SOURCE DOCUMENT
▶

Monday 13 May 2013

Immaculate Virgins and Dirty Footed Beggars



“Dulwich Picture Gallery becomes a Seville church”.   At least that’s how the latest exhibition there has been advertised.   Sadly it isn’t quite true.  With the best will in the world the galleries which have been adapted for the purpose are neither high nor long enough to really mimic Santa Maria de la Neve, lack the splendid Baroque stucco work which covers the ceiling there and don’t have the complex architectural structures which betray the church’s past lives as a mosque, then a synagogue.  Nor do they have the scent of incense and votive candles hanging in the air.

I suppose it’s a pardonable exaggeration to publicise an intriguing small scale show which focuses on the relationship between the great Seville painter Murillo and the clergyman Justino de Neve.   Murillo’s portrait of Neve is in the exhibition (see above).   The cathedral canon is shown, richly but soberly dressed as befits his station, looking up from the prayer book in his hand as if to receive an unexpected (but not unwelcome), visitor.  His pug looks adoringly up at him; she’s clearly a much loved companion (rather spoiled, one suspects- she looks rather overweight) as well as a symbol of fidelity.   The richly decorated German clock on the table serves to remind him (and us as viewers) of the inexorable passage of time and certainly of death.   The overall impression is of decorum and low-key benevolence; we are in the presence of an important man but not an intimidating one.

◀

SUPPLIED RECORDS
▶

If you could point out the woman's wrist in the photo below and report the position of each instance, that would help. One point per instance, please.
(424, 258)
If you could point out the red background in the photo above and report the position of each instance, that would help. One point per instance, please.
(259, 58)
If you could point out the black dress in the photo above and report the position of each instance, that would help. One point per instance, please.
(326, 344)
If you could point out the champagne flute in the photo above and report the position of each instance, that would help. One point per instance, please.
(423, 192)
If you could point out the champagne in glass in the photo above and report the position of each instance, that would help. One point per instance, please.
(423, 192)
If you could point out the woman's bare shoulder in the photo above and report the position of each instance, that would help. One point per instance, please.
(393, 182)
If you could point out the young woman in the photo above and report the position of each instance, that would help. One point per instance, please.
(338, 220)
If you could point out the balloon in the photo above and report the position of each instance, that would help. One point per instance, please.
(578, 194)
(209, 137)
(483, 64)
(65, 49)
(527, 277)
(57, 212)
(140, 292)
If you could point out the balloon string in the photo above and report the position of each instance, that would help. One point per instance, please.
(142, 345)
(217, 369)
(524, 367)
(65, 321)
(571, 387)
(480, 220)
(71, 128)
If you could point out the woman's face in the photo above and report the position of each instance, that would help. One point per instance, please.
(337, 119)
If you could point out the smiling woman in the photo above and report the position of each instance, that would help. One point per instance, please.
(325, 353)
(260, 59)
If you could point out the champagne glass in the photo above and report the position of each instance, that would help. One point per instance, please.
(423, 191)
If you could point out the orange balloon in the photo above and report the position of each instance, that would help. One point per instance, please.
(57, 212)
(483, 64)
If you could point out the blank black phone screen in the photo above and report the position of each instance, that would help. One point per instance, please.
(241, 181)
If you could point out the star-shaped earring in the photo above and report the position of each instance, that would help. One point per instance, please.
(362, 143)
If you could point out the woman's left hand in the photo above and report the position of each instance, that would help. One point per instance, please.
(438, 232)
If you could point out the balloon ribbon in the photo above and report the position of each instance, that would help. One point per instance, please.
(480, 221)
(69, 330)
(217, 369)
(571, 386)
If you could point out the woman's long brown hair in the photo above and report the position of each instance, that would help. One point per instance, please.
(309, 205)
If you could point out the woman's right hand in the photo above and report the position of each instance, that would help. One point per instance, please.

◀

OBJECTIVE
Reproduce the passage of the Murillo exhibition post starting with "Monday 13 May" and going on through "in the air.".

OUTPUT FOR THIS TASK
Monday 13 May 2013

Immaculate Virgins and Dirty Footed Beggars



“Dulwich Picture Gallery becomes a Seville church”.   At least that’s how the latest exhibition there has been advertised.   Sadly it isn’t quite true.  With the best will in the world the galleries which have been adapted for the purpose are neither high nor long enough to really mimic Santa Maria de la Neve, lack the splendid Baroque stucco work which covers the ceiling there and don’t have the complex architectural structures which betray the church’s past lives as a mosque, then a synagogue.  Nor do they have the scent of incense and votive candles hanging in the air.